***** Records shown
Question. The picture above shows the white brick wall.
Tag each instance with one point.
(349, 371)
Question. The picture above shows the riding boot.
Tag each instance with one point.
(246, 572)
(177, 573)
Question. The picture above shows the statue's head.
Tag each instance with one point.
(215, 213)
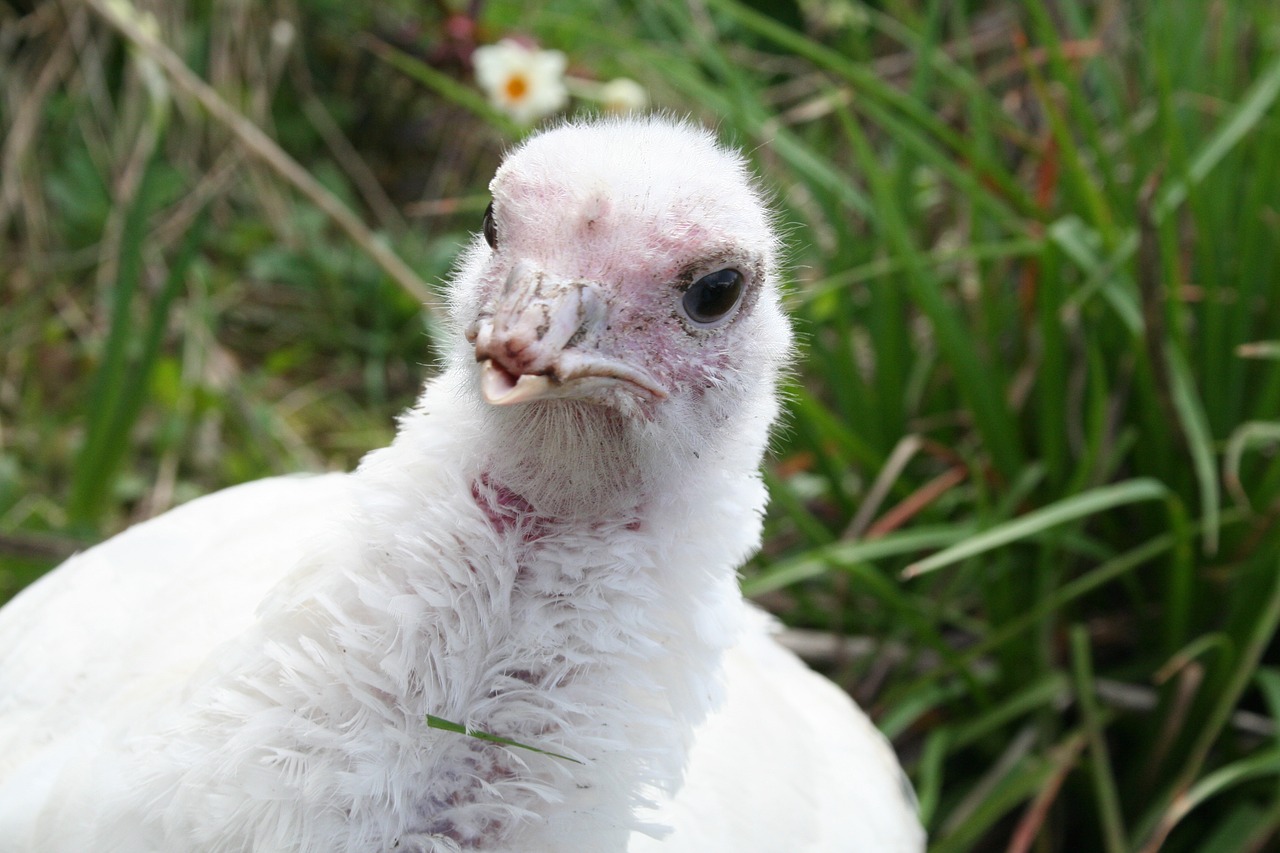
**********
Convert the text of all the records above into a JSON list of strings, with one string for each line and no strings for blank lines. Omit the pictures from your answer.

[
  "Question. The picture above shows the white brick wall.",
  "Tag each instance with one point.",
  "(349, 371)",
  "Question. The picture above shows the riding boot.",
  "Tag each instance with one point.",
  "(246, 572)",
  "(177, 573)",
  "Question. The picture above shows the statue's head.",
  "Tag each instance with one point.",
  "(215, 213)"
]